**Task details:** Note how many lines of the data below hold the word "sample", then give that number with no other text.

**Records for the exercise:**
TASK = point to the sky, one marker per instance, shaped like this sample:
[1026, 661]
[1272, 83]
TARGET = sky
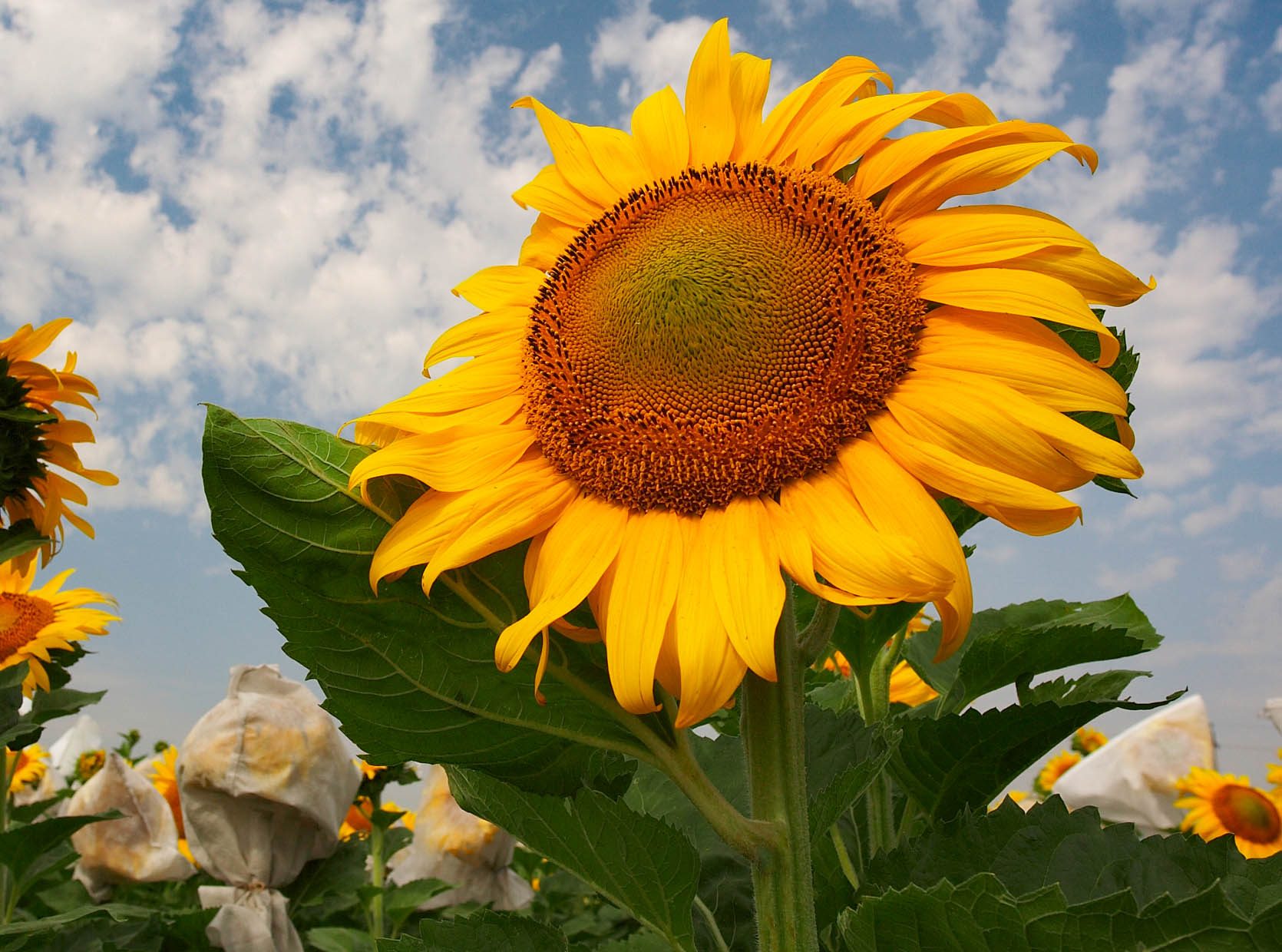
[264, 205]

* * *

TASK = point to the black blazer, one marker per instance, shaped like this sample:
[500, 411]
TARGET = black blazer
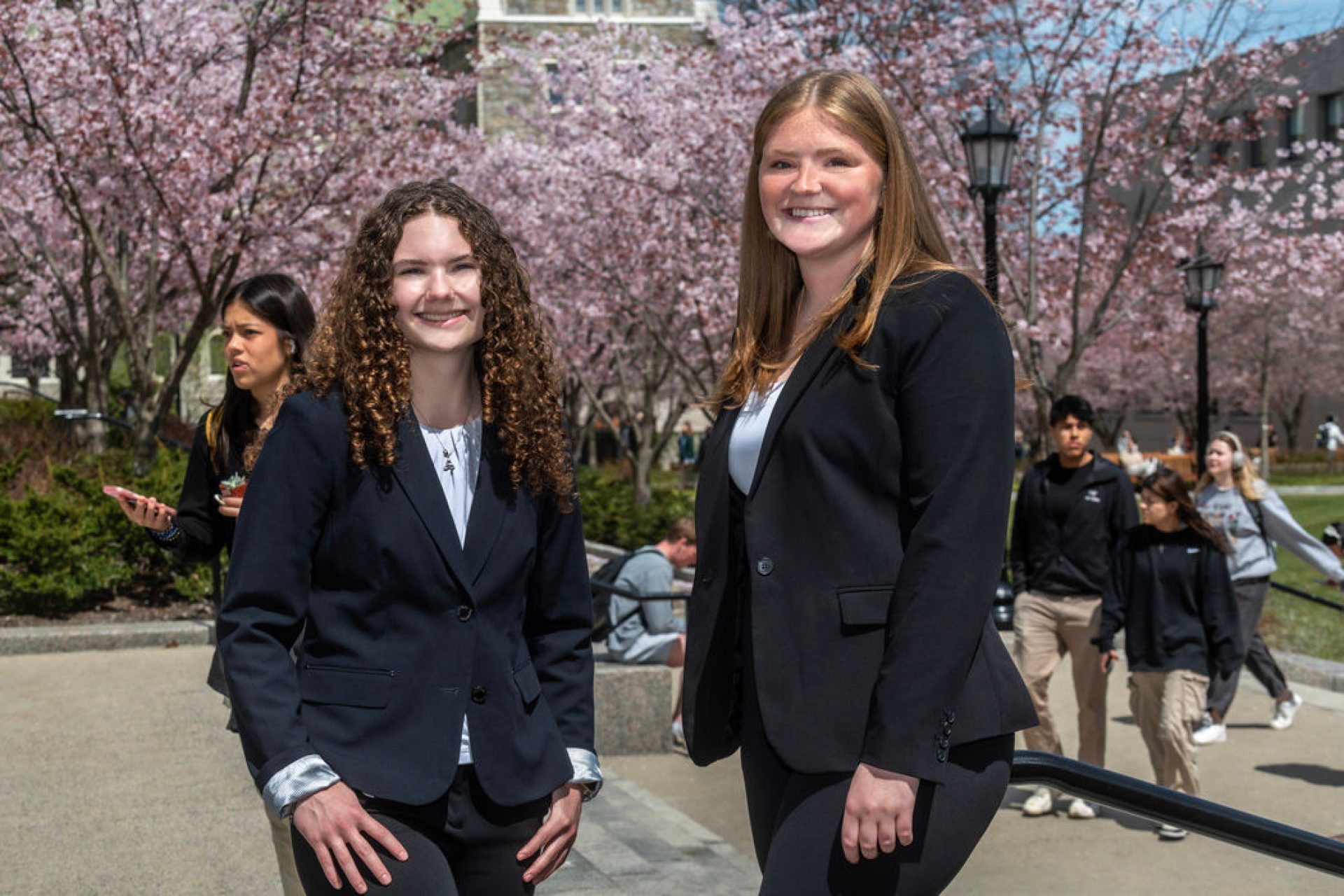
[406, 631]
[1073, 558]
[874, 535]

**Answer:** 2